§ **Pointing lines**:
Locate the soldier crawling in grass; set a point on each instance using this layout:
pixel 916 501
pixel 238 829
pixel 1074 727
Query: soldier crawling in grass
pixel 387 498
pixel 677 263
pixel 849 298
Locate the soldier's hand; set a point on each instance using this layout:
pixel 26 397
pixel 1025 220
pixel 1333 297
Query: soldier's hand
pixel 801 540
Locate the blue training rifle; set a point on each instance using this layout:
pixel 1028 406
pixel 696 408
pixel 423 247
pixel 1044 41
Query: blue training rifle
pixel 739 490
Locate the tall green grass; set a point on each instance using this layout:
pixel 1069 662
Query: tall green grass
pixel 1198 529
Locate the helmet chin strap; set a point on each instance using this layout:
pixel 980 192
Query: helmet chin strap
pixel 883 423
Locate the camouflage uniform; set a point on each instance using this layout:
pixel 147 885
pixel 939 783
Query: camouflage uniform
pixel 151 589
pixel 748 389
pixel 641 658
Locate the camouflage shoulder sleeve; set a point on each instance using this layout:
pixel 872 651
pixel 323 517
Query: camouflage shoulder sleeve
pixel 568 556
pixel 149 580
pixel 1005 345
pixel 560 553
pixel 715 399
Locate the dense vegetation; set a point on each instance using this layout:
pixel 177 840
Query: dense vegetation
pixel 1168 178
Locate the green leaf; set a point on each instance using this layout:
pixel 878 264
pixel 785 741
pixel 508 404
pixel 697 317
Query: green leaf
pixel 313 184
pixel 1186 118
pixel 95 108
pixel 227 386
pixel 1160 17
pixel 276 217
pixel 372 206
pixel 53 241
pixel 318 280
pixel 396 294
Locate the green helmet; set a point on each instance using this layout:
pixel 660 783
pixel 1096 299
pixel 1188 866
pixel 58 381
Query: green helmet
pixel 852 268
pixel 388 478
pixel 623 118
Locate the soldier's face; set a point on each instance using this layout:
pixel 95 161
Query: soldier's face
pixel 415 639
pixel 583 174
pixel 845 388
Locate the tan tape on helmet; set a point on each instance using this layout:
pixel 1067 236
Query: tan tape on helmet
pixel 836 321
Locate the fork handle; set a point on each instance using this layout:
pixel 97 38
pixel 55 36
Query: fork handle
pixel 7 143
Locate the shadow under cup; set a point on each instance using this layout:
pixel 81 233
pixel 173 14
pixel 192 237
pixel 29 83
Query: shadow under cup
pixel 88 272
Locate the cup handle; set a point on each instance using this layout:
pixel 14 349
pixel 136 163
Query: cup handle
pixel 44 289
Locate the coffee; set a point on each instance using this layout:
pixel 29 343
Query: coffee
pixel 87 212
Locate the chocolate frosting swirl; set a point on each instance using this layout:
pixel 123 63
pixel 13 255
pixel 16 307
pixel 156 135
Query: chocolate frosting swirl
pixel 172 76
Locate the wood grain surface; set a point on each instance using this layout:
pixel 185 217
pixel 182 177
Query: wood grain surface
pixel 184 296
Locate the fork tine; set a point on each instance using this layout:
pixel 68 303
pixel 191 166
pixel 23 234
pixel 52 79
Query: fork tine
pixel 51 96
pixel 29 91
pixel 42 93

§ **PROBLEM STATEMENT**: Retype every one of the lines above word for word.

§ **REPLY TO THE EXERCISE**:
Locate the soldier crawling in grass; set a point on each instance using this layout:
pixel 916 501
pixel 238 829
pixel 1074 727
Query: soldier crawling in grass
pixel 387 498
pixel 677 263
pixel 849 298
Locate the soldier's hand; set a point on each instance using this layout:
pixel 26 397
pixel 1025 220
pixel 1333 297
Query: soldier's hand
pixel 801 540
Locate the blue training rifle; set a point on each instance using this layout:
pixel 1028 406
pixel 696 408
pixel 423 247
pixel 1044 41
Query: blue training rifle
pixel 739 490
Locate the tall green grass; set a point on each instance using this layout:
pixel 1069 662
Query: tall green grass
pixel 1198 529
Locate the helmet chin strap; set a point on each instance using this layout:
pixel 980 192
Query: helmet chin strap
pixel 883 423
Locate the camouflage uniform; set a point on each instance using this layout:
pixel 147 885
pixel 939 783
Query: camouflage uniform
pixel 151 589
pixel 748 389
pixel 641 658
Locate the camouflage shoulder sleeve; set a point on each instance using this layout:
pixel 872 651
pixel 323 517
Query: camouflage shoulder sleeve
pixel 568 556
pixel 149 580
pixel 1005 345
pixel 560 553
pixel 715 399
Locate the dense vegetation; set a point on each instance using this layout:
pixel 177 840
Query: dense vegetation
pixel 1168 178
Locate the green leaf; set a point on each instance using this layout:
pixel 878 264
pixel 785 741
pixel 508 404
pixel 697 317
Query: green leaf
pixel 313 184
pixel 1186 118
pixel 95 108
pixel 227 386
pixel 1160 17
pixel 276 217
pixel 372 206
pixel 53 241
pixel 318 280
pixel 396 294
Locate the green helmet; set a point on each instance using this layout:
pixel 660 783
pixel 1096 299
pixel 1188 866
pixel 58 381
Query: green helmet
pixel 852 268
pixel 388 478
pixel 623 118
Locate the soldier's face; set a point on each instance using this layout:
pixel 95 161
Query: soldier's face
pixel 415 639
pixel 583 174
pixel 845 388
Locate the tan tape on helmet; set a point on each instance using this layout:
pixel 1067 236
Query: tan tape on helmet
pixel 836 321
Locate the fork handle; set a point on each instance using this layout:
pixel 97 38
pixel 55 36
Query: fork handle
pixel 7 143
Locate the shadow under cup; set a point on each instance using this layout:
pixel 81 233
pixel 173 14
pixel 192 237
pixel 29 83
Query: shadow under cup
pixel 88 272
Locate the cup handle; set a point on each instance using this layout:
pixel 14 349
pixel 136 163
Query: cup handle
pixel 44 289
Locate the coffee; set a point on each instance using this layout:
pixel 29 343
Query: coffee
pixel 87 212
Locate the chocolate frosting swirl; set a point on each instance using this layout:
pixel 123 63
pixel 13 255
pixel 16 307
pixel 156 135
Query: chocolate frosting swirl
pixel 172 76
Locate the wood grain surface; set a point on each instance using this layout:
pixel 185 217
pixel 182 177
Query: wood grain surface
pixel 184 296
Locate the fork tine; set a point on each instance using this layout:
pixel 68 303
pixel 191 166
pixel 23 234
pixel 52 79
Query: fork tine
pixel 51 96
pixel 29 91
pixel 42 93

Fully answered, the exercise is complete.